Text provided:
One of the benefits of cloud computing is flexibility and scale—I don’t need to procure hardware or licenses as you get new customers. This flexibility and platform as a service offerings like Azure SQL Database allow a lot of flexibility in what independent software vendors or companies selling access can provide to their customers. However, there is a lot of work and thought that goes into it. We have had success with building out these solutions with customers at DCAC, so in this post, I’ll cover at high level some of the architectural tenants we have implemented.
Authentication and Costing
The cloud has the benefit of providing detailed billing information, so you know exactly what everything cots. The downside to this is that the database provided is very granular and detailed and can be challenging to breakdown. There are a couple of options here—you can create a new subscription for each of your customers which means you will have a single bill for each customer, or you can place each of your customers into their own resource, and use tags to identity which customer is associated with that resource group. The tags are in your Azure bill and this allows you to break down your bill by each customer. While the subscription model in cleaner in terms of billing, however it adds additional complexity to the deployment model and ultimately doesn’t scale.

Exercise instructions:
a) Answer these questions about the post on cloud architecture for Azure SQL Database:
(i) Where has the author had success building these solutions with customers?
(ii) What appears in the Azure bill and lets you break down the bill by customer?
(iii) Besides not scaling, what does the subscription model add complexity to?
b) Duplicate the part of the post on cloud architecture for Azure SQL Database starting at "Authentication and Costing" and ending at "ultimately doesn’t scale.".
The material that comes after this is separate from the post on cloud architecture for Azure SQL Database.

Dataset entries:
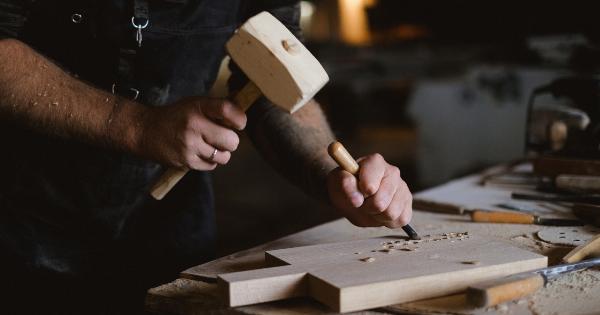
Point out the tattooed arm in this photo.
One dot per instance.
(295, 145)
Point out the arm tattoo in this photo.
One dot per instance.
(296, 145)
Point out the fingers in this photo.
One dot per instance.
(381, 200)
(388, 200)
(346, 191)
(370, 174)
(224, 112)
(398, 212)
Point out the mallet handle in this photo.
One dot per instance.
(244, 98)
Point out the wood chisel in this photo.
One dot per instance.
(339, 153)
(490, 216)
(517, 286)
(589, 198)
(519, 218)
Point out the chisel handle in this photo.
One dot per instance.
(243, 99)
(502, 217)
(501, 290)
(338, 152)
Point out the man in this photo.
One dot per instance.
(94, 97)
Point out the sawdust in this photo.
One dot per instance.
(572, 293)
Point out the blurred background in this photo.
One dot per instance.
(440, 88)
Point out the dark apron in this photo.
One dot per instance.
(76, 216)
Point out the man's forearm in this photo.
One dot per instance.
(296, 144)
(37, 94)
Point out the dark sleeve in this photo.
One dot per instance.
(288, 12)
(12, 18)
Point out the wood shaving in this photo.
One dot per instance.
(470, 262)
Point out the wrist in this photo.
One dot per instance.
(125, 125)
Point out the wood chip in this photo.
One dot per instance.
(471, 262)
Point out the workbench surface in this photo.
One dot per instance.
(575, 293)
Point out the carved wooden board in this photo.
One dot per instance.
(358, 275)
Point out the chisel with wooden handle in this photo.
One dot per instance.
(339, 153)
(494, 292)
(519, 218)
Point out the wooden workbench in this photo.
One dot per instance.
(575, 293)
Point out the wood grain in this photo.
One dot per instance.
(505, 289)
(277, 62)
(402, 270)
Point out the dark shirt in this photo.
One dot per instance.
(71, 211)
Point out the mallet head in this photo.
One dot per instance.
(285, 71)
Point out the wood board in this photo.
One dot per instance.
(572, 236)
(341, 275)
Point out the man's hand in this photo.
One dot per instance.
(376, 196)
(186, 134)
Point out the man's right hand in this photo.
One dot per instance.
(187, 133)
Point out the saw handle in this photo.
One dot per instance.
(243, 99)
(501, 290)
(502, 217)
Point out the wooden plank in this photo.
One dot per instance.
(341, 277)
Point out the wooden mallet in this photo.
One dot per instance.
(278, 66)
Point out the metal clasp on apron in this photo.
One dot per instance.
(140, 19)
(139, 27)
(136, 92)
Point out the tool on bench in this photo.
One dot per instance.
(339, 153)
(513, 287)
(491, 216)
(278, 66)
(586, 198)
(517, 286)
(519, 218)
(565, 125)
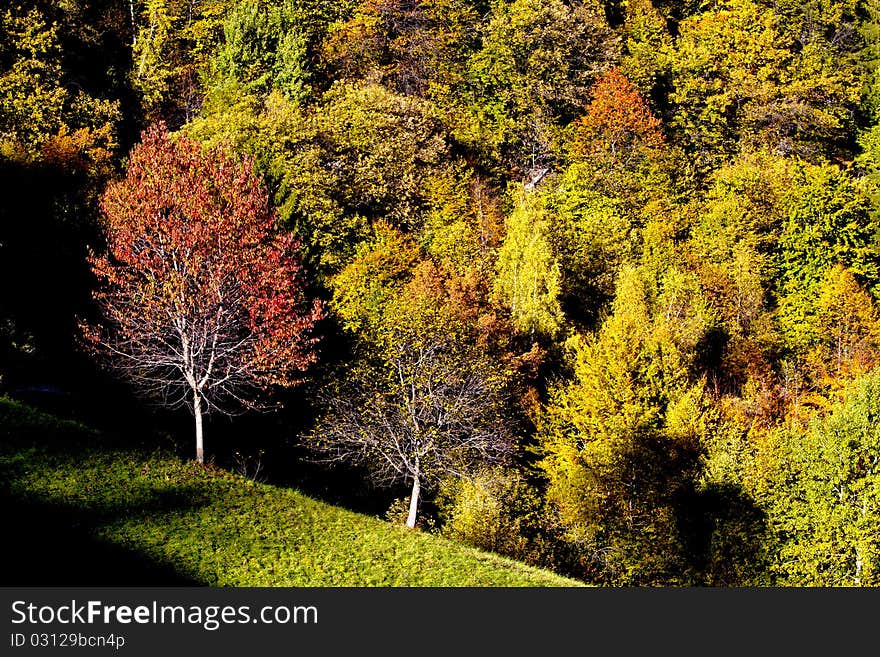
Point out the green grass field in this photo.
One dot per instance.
(85, 512)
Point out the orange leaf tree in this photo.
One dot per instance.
(618, 120)
(203, 301)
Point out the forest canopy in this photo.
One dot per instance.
(599, 280)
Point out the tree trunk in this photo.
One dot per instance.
(413, 504)
(197, 412)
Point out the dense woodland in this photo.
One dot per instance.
(606, 273)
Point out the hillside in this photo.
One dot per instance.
(90, 513)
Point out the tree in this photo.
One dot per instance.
(618, 123)
(823, 495)
(202, 302)
(528, 275)
(427, 405)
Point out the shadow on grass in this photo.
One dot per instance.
(54, 545)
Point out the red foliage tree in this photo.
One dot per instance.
(618, 120)
(203, 301)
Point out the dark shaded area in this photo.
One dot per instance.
(726, 536)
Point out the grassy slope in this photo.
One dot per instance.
(210, 527)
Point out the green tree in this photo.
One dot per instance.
(742, 77)
(533, 73)
(824, 500)
(426, 402)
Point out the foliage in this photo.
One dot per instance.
(426, 403)
(201, 302)
(214, 528)
(823, 495)
(534, 70)
(528, 276)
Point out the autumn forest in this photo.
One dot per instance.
(593, 285)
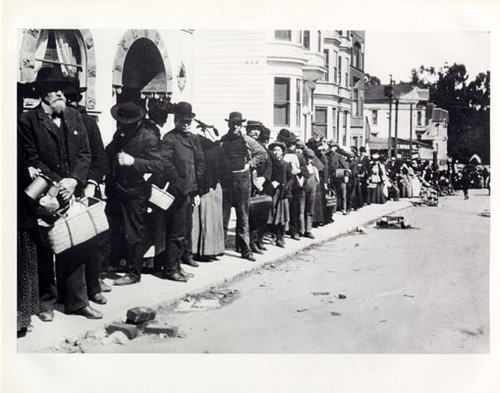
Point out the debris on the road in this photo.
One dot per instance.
(161, 328)
(97, 334)
(484, 213)
(393, 222)
(73, 340)
(138, 315)
(116, 337)
(208, 300)
(128, 329)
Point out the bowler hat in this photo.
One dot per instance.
(254, 125)
(236, 117)
(183, 110)
(127, 112)
(283, 135)
(50, 78)
(277, 143)
(286, 137)
(308, 153)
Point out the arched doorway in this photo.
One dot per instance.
(71, 50)
(142, 68)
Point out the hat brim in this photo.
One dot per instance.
(190, 117)
(130, 120)
(50, 85)
(274, 144)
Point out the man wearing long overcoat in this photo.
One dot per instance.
(55, 142)
(133, 153)
(183, 166)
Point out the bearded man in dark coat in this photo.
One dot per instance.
(54, 140)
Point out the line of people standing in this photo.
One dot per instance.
(286, 187)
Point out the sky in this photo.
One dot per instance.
(397, 53)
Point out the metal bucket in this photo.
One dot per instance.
(37, 187)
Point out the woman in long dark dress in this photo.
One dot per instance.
(27, 237)
(281, 181)
(208, 229)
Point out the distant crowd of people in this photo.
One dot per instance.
(279, 189)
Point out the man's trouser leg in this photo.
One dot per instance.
(92, 266)
(116, 236)
(241, 195)
(176, 231)
(46, 276)
(294, 224)
(310, 200)
(70, 270)
(134, 215)
(227, 202)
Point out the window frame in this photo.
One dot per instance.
(287, 38)
(286, 103)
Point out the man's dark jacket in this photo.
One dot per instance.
(127, 182)
(44, 145)
(183, 162)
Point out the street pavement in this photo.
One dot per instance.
(155, 292)
(421, 290)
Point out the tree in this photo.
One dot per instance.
(423, 76)
(371, 80)
(468, 106)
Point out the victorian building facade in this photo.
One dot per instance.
(309, 81)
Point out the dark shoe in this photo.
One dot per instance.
(203, 258)
(127, 280)
(255, 249)
(248, 256)
(104, 287)
(99, 298)
(175, 277)
(184, 273)
(261, 247)
(88, 312)
(46, 316)
(190, 262)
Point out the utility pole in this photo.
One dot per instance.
(411, 131)
(396, 130)
(388, 92)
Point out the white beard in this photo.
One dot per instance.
(58, 106)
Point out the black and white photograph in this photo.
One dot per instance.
(241, 191)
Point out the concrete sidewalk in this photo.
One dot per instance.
(155, 292)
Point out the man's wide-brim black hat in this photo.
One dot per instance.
(50, 78)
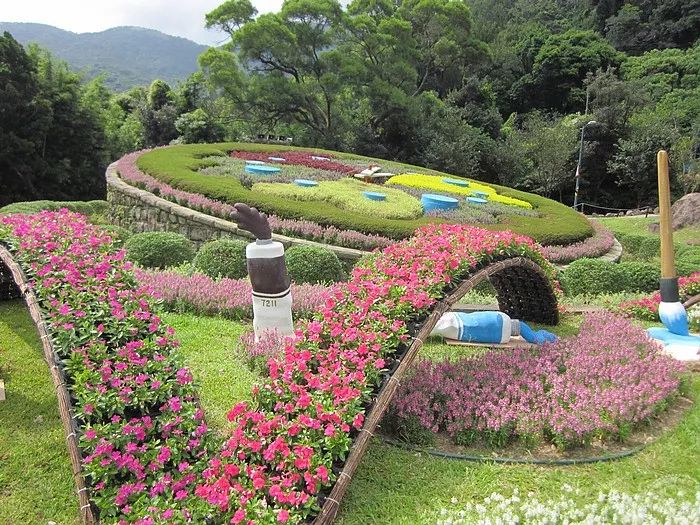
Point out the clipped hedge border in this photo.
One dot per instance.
(178, 165)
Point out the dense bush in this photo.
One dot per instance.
(640, 276)
(176, 167)
(596, 384)
(222, 258)
(159, 249)
(141, 429)
(309, 264)
(347, 194)
(84, 207)
(593, 276)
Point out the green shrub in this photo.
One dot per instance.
(222, 258)
(177, 165)
(309, 264)
(159, 249)
(84, 207)
(640, 276)
(592, 276)
(689, 259)
(347, 194)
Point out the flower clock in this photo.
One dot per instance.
(148, 455)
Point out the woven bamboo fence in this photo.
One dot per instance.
(20, 288)
(523, 292)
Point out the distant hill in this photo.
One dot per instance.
(129, 56)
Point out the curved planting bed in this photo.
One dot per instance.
(147, 454)
(214, 177)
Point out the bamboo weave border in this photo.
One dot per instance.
(69, 425)
(331, 505)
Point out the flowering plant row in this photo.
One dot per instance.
(128, 171)
(231, 298)
(299, 425)
(599, 244)
(596, 384)
(647, 308)
(142, 434)
(321, 161)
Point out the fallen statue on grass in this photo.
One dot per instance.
(488, 328)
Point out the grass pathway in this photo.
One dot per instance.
(36, 485)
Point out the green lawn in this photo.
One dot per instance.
(392, 486)
(36, 484)
(640, 226)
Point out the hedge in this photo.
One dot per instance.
(177, 165)
(159, 249)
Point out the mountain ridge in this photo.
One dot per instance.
(128, 55)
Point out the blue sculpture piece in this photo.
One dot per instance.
(488, 328)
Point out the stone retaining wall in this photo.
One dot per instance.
(140, 211)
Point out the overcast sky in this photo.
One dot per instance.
(175, 17)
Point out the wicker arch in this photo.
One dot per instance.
(523, 292)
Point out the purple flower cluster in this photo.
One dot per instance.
(599, 244)
(228, 297)
(128, 171)
(598, 383)
(258, 353)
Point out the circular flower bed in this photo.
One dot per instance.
(597, 384)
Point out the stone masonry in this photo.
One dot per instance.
(140, 211)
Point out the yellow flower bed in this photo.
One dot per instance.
(435, 183)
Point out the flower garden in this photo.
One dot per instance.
(182, 417)
(335, 210)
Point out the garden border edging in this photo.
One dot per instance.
(140, 210)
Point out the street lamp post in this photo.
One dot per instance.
(580, 158)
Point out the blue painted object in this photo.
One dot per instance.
(674, 317)
(261, 169)
(305, 183)
(374, 196)
(438, 202)
(476, 200)
(457, 182)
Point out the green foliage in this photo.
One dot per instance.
(159, 249)
(593, 276)
(222, 258)
(310, 264)
(177, 165)
(347, 194)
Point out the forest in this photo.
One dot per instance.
(504, 91)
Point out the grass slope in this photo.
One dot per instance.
(177, 166)
(208, 345)
(36, 484)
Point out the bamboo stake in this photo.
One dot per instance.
(668, 269)
(332, 503)
(64, 406)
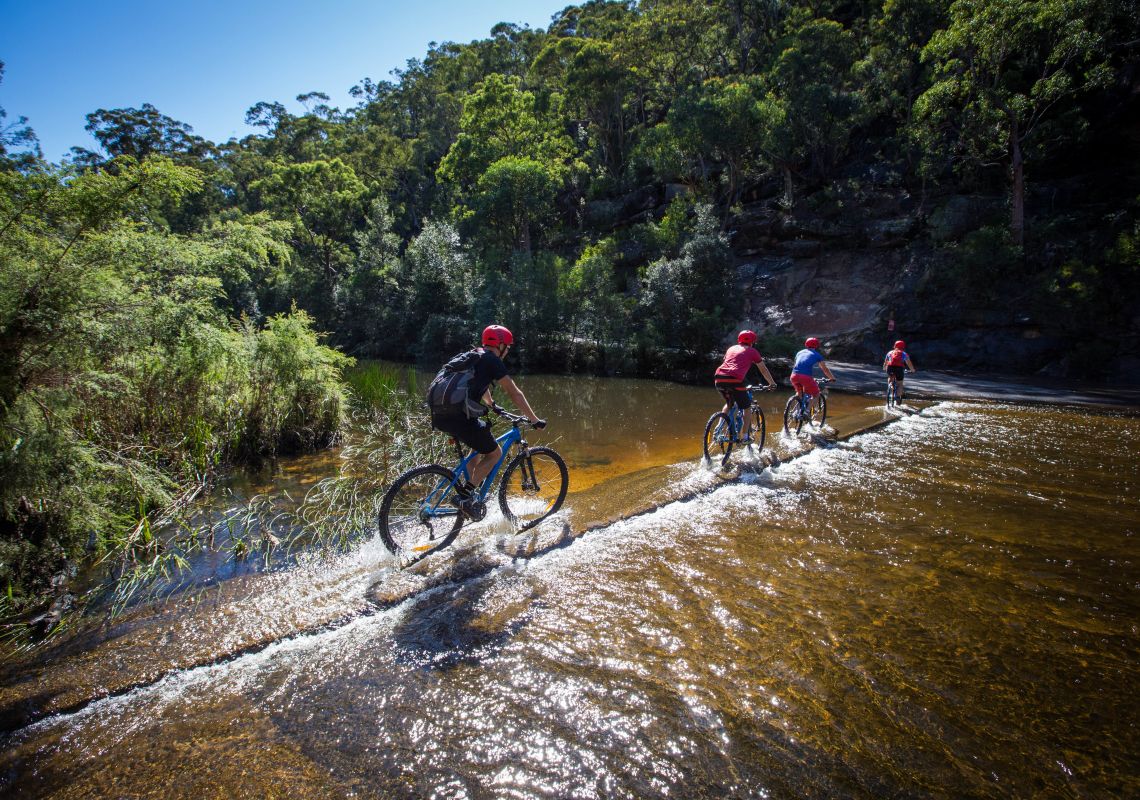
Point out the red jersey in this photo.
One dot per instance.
(737, 361)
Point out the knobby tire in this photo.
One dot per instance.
(416, 515)
(534, 487)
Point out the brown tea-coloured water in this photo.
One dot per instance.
(946, 606)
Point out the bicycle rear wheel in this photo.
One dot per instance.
(416, 515)
(794, 419)
(534, 487)
(718, 438)
(759, 427)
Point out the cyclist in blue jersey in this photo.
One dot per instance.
(805, 362)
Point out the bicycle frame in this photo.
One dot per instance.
(506, 442)
(438, 503)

Responses for each task:
a)
(i) At DCAC
(ii) Tags
(iii) The deployment model

b)
Authentication and Costing
The cloud has the benefit of providing detailed billing information, so you know exactly what everything cots. The downside to this is that the database provided is very granular and detailed and can be challenging to breakdown. There are a couple of options here—you can create a new subscription for each of your customers which means you will have a single bill for each customer, or you can place each of your customers into their own resource, and use tags to identity which customer is associated with that resource group. The tags are in your Azure bill and this allows you to break down your bill by each customer. While the subscription model in cleaner in terms of billing, however it adds additional complexity to the deployment model and ultimately doesn’t scale.